### Required action
Return exactly the lines that run from the one with "Can you find the construction" to the last line of the entries below, both included, and nothing else.

======== Records

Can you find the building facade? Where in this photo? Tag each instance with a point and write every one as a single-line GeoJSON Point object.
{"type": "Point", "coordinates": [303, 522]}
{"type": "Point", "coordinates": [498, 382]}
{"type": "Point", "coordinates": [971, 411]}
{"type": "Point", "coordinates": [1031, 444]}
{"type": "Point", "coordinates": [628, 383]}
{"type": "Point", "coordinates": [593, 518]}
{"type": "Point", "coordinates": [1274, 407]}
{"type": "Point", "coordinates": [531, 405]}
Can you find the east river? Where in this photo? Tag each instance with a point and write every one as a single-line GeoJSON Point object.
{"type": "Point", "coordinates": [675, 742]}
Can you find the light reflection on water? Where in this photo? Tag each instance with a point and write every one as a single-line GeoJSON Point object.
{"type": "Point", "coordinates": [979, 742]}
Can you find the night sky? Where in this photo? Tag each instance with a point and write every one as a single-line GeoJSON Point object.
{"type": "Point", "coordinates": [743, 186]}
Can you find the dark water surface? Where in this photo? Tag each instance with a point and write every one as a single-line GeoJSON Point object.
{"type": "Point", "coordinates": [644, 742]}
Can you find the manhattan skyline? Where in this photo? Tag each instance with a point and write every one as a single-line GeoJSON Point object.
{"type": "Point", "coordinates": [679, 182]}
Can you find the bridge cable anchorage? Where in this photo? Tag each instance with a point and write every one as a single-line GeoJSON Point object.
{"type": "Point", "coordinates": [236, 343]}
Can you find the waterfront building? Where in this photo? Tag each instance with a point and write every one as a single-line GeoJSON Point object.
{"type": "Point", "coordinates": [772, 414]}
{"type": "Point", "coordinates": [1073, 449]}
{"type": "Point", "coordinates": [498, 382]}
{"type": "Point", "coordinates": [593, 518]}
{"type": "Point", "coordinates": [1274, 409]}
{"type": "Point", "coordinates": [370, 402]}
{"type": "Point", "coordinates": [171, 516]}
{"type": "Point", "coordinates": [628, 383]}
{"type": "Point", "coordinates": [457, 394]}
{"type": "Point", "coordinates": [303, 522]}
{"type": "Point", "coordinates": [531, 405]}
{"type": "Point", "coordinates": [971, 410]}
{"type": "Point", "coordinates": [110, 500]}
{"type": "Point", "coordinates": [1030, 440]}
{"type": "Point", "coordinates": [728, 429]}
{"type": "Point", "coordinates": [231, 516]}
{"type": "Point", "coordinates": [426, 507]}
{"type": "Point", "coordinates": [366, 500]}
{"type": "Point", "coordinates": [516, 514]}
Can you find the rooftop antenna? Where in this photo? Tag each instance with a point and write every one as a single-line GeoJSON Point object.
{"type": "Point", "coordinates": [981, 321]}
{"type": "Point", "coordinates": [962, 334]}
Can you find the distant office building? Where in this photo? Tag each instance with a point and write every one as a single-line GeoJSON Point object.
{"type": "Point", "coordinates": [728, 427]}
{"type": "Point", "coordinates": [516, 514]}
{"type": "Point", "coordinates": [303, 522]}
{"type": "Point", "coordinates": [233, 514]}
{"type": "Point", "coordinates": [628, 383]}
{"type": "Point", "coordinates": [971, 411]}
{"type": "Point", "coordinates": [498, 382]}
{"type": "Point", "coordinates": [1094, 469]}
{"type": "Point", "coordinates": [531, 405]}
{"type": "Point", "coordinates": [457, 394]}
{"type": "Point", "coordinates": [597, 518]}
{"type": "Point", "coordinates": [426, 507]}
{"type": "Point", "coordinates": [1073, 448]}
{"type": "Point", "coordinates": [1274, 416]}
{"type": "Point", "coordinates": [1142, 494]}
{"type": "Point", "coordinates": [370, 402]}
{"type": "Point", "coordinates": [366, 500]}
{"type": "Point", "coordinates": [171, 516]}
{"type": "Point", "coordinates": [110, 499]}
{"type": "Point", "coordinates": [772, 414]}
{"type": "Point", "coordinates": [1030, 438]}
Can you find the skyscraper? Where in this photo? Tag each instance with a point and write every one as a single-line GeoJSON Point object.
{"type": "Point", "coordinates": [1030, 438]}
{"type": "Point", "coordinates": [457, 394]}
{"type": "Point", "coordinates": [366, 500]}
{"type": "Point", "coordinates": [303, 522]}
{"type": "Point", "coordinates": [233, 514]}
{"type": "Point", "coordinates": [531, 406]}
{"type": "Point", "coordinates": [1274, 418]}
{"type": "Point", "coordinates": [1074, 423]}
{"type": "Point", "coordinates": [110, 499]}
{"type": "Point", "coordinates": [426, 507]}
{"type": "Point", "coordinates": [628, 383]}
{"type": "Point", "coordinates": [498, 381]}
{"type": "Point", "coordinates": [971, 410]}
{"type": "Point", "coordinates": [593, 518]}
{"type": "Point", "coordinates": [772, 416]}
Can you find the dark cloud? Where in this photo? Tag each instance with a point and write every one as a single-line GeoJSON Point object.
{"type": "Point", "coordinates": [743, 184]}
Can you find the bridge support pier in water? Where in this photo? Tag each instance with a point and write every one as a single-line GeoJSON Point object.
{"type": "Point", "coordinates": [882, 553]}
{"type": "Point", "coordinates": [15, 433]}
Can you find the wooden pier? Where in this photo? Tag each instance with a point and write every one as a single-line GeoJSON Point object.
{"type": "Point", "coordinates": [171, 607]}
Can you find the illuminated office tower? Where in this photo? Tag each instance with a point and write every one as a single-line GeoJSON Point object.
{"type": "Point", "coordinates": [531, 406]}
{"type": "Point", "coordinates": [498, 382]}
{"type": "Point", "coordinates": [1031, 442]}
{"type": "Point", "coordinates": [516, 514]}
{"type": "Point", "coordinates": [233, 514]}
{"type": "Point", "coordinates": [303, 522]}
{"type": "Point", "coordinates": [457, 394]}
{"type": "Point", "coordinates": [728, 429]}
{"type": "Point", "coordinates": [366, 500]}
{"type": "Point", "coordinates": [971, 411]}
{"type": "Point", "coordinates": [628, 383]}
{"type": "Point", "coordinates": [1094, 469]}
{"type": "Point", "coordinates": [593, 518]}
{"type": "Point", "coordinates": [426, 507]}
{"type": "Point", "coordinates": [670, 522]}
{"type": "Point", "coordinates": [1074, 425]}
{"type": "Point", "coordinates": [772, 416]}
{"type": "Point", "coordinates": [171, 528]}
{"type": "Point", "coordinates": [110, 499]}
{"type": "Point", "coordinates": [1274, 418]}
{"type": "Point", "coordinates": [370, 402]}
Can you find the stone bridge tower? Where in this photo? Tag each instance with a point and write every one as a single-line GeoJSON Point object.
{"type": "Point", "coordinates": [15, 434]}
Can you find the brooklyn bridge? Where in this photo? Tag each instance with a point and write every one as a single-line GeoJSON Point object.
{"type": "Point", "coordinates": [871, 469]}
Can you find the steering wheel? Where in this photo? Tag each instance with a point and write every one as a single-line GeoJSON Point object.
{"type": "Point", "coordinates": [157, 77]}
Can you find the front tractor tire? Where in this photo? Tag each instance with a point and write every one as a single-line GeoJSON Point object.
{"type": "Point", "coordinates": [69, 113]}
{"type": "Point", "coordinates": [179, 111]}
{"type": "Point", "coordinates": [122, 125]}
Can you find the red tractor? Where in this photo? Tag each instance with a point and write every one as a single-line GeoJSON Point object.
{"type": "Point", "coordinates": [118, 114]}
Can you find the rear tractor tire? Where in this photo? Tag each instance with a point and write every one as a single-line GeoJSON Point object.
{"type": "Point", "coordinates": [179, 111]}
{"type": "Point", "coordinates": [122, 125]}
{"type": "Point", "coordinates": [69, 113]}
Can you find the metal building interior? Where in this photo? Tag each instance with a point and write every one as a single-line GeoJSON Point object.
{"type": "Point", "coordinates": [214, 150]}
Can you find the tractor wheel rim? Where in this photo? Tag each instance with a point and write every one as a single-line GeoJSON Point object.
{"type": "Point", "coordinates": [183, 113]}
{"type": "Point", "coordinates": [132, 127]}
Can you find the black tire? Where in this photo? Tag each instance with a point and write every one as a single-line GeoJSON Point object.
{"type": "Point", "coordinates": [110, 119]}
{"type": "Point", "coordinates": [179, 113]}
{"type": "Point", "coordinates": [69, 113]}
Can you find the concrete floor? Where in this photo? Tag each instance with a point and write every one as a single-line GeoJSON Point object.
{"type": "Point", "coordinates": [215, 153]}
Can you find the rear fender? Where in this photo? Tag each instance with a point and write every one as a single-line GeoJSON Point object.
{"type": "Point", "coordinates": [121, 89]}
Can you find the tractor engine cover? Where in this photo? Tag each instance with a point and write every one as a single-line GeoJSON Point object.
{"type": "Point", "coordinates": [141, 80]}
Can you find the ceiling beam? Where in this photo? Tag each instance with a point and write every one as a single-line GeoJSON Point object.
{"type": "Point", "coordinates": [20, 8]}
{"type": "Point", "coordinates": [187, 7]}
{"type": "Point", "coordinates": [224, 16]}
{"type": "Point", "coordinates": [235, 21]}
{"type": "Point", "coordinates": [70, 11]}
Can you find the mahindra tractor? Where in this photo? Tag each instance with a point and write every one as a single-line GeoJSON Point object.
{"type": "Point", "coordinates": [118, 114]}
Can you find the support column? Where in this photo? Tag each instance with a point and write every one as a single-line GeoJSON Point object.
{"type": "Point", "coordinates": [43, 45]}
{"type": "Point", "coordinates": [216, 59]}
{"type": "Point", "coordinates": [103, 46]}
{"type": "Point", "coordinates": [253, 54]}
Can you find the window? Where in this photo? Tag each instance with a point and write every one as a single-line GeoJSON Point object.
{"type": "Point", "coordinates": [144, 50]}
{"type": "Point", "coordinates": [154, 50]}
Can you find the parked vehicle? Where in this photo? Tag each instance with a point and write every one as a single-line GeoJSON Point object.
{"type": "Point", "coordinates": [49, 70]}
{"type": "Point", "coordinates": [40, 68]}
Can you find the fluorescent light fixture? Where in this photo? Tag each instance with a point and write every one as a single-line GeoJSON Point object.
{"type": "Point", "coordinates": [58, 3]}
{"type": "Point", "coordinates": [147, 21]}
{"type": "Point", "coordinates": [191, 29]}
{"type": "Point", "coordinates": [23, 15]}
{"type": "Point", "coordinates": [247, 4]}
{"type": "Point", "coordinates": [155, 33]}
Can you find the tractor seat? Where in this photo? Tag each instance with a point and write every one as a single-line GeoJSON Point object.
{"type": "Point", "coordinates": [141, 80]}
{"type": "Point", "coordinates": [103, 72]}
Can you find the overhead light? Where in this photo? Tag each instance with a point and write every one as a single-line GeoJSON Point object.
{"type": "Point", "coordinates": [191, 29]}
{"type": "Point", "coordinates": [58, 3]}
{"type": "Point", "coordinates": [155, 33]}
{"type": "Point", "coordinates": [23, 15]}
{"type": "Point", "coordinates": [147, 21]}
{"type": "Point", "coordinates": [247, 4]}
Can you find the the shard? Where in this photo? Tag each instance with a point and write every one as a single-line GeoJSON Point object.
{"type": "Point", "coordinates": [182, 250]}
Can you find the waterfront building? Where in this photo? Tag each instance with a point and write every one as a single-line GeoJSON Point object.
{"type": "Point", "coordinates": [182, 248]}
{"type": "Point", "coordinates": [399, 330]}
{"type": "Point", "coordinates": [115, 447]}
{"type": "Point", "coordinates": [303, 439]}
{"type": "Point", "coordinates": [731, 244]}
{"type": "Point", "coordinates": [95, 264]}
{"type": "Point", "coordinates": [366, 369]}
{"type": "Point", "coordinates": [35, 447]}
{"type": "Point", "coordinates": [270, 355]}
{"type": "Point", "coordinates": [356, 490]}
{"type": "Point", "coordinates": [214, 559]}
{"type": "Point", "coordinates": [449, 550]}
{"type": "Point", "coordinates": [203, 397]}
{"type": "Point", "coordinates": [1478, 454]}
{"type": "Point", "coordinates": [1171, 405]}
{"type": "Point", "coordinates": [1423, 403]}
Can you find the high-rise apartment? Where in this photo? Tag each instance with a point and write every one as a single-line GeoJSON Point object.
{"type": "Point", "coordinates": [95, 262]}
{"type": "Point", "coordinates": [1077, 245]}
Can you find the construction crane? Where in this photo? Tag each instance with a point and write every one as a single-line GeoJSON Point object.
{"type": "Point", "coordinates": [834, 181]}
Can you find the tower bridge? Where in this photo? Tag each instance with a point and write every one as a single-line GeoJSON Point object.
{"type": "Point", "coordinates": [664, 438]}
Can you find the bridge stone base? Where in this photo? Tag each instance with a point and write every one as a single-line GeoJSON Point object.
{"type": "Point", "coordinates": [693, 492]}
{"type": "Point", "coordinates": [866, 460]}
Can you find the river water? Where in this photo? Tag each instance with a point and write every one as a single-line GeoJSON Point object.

================

### Your solution
Can you find the construction crane? Where in this photo? Tag each instance with a point and write every one as a single-line GeoJSON Point object.
{"type": "Point", "coordinates": [834, 181]}
Can you find the tower bridge? Where in this photo? Tag each instance with a point and write every one as a single-line GeoJSON Point object.
{"type": "Point", "coordinates": [664, 438]}
Can you find the bridge stone base? Where in this photo? Tag each instance with a point and write every one as a single-line GeoJSON Point object.
{"type": "Point", "coordinates": [693, 492]}
{"type": "Point", "coordinates": [866, 460]}
Can you find the river water? Where in this photo? Tag each instance with a point and write every one as a single-line GeoJSON Point object.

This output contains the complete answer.